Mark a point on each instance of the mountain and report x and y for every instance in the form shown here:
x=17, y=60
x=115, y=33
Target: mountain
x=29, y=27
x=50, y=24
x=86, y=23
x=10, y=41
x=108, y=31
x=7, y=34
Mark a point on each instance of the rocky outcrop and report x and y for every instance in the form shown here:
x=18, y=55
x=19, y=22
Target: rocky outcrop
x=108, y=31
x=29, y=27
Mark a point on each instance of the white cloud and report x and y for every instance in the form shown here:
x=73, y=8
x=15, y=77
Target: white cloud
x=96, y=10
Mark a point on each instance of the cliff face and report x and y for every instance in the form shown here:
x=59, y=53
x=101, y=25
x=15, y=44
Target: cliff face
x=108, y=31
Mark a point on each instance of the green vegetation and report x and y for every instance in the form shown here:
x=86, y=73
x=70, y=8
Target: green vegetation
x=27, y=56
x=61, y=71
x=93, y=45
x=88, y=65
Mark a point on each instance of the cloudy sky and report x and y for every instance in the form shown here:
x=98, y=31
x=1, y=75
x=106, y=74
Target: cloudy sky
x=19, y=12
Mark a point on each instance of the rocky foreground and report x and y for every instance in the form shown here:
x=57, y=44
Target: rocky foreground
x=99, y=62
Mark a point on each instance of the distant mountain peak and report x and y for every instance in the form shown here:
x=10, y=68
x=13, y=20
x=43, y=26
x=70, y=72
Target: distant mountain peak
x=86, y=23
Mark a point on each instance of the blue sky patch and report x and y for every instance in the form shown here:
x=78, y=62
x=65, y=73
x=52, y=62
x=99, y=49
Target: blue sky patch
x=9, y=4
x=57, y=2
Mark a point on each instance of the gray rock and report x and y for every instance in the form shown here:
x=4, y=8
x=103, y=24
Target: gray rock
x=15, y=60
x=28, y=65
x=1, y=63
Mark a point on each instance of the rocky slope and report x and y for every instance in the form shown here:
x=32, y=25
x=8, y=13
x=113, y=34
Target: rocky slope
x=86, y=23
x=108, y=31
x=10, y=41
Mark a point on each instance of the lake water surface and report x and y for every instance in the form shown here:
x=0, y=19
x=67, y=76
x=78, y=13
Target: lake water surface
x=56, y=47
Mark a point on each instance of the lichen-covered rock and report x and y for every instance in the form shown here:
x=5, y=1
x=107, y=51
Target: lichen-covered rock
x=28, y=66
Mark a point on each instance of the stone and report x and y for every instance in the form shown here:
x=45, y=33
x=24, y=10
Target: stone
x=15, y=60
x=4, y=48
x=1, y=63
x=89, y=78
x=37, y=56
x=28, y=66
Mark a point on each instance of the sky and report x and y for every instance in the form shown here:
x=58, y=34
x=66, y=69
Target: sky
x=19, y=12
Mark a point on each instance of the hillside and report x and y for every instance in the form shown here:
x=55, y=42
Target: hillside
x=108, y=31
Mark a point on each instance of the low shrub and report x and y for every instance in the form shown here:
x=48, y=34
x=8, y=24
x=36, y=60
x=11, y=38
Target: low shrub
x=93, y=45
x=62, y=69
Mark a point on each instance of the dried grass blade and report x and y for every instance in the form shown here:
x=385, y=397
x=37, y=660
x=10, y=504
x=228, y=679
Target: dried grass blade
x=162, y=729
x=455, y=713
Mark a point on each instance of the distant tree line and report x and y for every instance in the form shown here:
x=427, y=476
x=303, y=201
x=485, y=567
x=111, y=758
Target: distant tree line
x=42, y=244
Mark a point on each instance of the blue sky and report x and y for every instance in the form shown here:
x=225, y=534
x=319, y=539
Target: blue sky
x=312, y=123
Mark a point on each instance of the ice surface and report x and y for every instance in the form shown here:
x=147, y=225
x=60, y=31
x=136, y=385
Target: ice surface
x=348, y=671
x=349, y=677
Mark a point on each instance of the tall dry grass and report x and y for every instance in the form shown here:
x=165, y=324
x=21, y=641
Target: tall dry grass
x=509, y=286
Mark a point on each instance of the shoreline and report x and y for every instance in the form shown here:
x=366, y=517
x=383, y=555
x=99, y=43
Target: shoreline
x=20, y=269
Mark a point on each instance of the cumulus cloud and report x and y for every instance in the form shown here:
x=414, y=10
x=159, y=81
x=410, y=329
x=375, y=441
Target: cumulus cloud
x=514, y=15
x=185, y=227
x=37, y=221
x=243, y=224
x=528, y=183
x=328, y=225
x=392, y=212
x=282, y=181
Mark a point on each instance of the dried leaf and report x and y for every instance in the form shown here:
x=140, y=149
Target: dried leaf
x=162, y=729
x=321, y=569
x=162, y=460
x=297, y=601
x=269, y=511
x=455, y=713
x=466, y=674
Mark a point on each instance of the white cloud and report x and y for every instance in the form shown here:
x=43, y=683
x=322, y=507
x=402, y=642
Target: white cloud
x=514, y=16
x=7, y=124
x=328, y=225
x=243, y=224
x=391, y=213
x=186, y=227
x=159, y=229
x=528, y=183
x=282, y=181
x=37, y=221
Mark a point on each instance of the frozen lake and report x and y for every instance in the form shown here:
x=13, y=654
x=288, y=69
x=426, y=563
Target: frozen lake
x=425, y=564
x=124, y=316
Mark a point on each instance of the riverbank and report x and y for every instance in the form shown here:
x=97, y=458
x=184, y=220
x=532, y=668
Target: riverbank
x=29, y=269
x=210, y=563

==================================================

Repeat the data precisely, reproducing every entry.

Mark a point on each instance of the mountain and report x and y for every instance in the form shown here:
x=17, y=60
x=115, y=33
Target: mountain
x=29, y=27
x=50, y=24
x=86, y=23
x=10, y=41
x=108, y=31
x=7, y=34
Mark a point on each instance of the rocky outcrop and report x and y for every instance in the form shown here:
x=18, y=55
x=19, y=22
Target: rocky outcrop
x=108, y=31
x=29, y=27
Mark a point on each instance of the white cloud and report x and y for every instance in the form shown here:
x=73, y=8
x=15, y=77
Target: white cloud
x=96, y=10
Mark a point on each instance of the cliff face and report x and y for every instance in the form shown here:
x=59, y=53
x=101, y=25
x=15, y=44
Target: cliff face
x=108, y=31
Mark a point on each instance of the green vegetation and report x and y for every instance in the form shown here:
x=86, y=73
x=70, y=8
Target: green vegetation
x=27, y=56
x=61, y=71
x=93, y=45
x=88, y=65
Mark a point on each instance of the cloudy sky and report x and y for every instance in the form shown here:
x=98, y=31
x=1, y=75
x=106, y=74
Target: cloudy sky
x=19, y=12
Mark a point on each instance of the rocky foreground and report x and y for every instance in the form shown here:
x=57, y=44
Target: rocky foreground
x=99, y=62
Mark a point on each instance of the distant mountain peak and report x and y for every instance in the form shown here:
x=10, y=68
x=13, y=20
x=43, y=26
x=70, y=72
Target: distant mountain peak
x=86, y=23
Mark a point on each instance of the blue sky patch and report x and y for every instance in the form shown here:
x=78, y=62
x=65, y=73
x=52, y=62
x=99, y=49
Target: blue sky patch
x=9, y=4
x=57, y=2
Mark a point on each instance of the gray rock and report x and y for every instance in the form shown here:
x=4, y=8
x=103, y=24
Target: gray rock
x=15, y=60
x=28, y=65
x=1, y=63
Mark a point on each instance of the rocky slope and report x and y for every instance in the form shown here:
x=32, y=25
x=8, y=13
x=113, y=34
Target: rocky slope
x=86, y=23
x=108, y=31
x=10, y=41
Mark a point on each instance of the lake water surface and report x and y for every instance in the form shown here:
x=0, y=19
x=67, y=76
x=78, y=13
Target: lake water surface
x=56, y=47
Mark a point on each instance of the lichen-covered rock and report x and y for every instance in the form shown here:
x=5, y=1
x=107, y=51
Target: lichen-covered rock
x=28, y=66
Mark a point on each instance of the stone and report x and y for every instance in the form shown here:
x=45, y=33
x=24, y=10
Target: stone
x=15, y=60
x=4, y=48
x=1, y=63
x=89, y=78
x=37, y=56
x=28, y=66
Mark a point on each instance of the sky and report x and y for every instance in the form shown here:
x=58, y=34
x=66, y=69
Target: sky
x=19, y=12
Mark a point on each instance of the hillside and report x and y for every instance in the form shown here:
x=55, y=42
Target: hillside
x=108, y=31
Mark a point on each instance of the low shrub and report x and y for every instance in the form shown here:
x=48, y=34
x=8, y=24
x=36, y=60
x=11, y=38
Target: low shrub
x=93, y=45
x=62, y=69
Mark a point on each instance of the dried grass blade and report x and y for every instance in the form shown here:
x=385, y=397
x=37, y=660
x=10, y=504
x=228, y=679
Target: dried grass blade
x=162, y=729
x=455, y=713
Mark a point on each instance of the distant tree line and report x and y for every instance in the form shown here:
x=427, y=476
x=303, y=201
x=485, y=567
x=111, y=758
Target: distant tree line
x=42, y=244
Mark a point on each instance of the blue sky and report x and y for every instance in the form shown here:
x=225, y=534
x=319, y=539
Target: blue sky
x=312, y=123
Mark a point on each instance of the ice surface and report x and y for every instance in the form shown here:
x=147, y=225
x=60, y=31
x=136, y=385
Target: ice surface
x=348, y=671
x=349, y=677
Mark a point on each instance of the tall dry grass and report x and y for every instance in the form shown here:
x=165, y=324
x=21, y=641
Target: tall dry grass
x=509, y=286
Mark a point on each instance of the shoreline and report x and y for every instance in the form shown here:
x=366, y=517
x=383, y=555
x=99, y=43
Target: shoreline
x=20, y=269
Mark a point on each instance of the cumulus cloud and report x and y for every instance in the form shown here:
x=414, y=10
x=159, y=81
x=410, y=329
x=375, y=441
Target: cumulus cloud
x=514, y=15
x=185, y=227
x=37, y=221
x=243, y=224
x=528, y=183
x=328, y=225
x=392, y=212
x=282, y=181
Mark a point on each instance of the dried leaf and report x and y for every instance in the form shown here:
x=140, y=149
Target: dried leaf
x=162, y=729
x=321, y=569
x=162, y=460
x=297, y=601
x=269, y=511
x=455, y=713
x=466, y=674
Mark a point on each instance of the white cloud and report x and y for every instance in the form shown here:
x=43, y=683
x=322, y=507
x=402, y=642
Target: white cloud
x=514, y=16
x=7, y=124
x=328, y=225
x=243, y=224
x=391, y=213
x=186, y=227
x=159, y=229
x=528, y=183
x=282, y=181
x=37, y=221
Mark a point on each instance of the frozen lake and report x and y for every instance in the form shown here:
x=13, y=654
x=288, y=69
x=426, y=563
Target: frozen lake
x=425, y=564
x=124, y=316
Mark a point on each instance of the riverbank and report x and y for every instance in the form shown here:
x=97, y=458
x=184, y=220
x=532, y=668
Target: riverbank
x=29, y=269
x=210, y=563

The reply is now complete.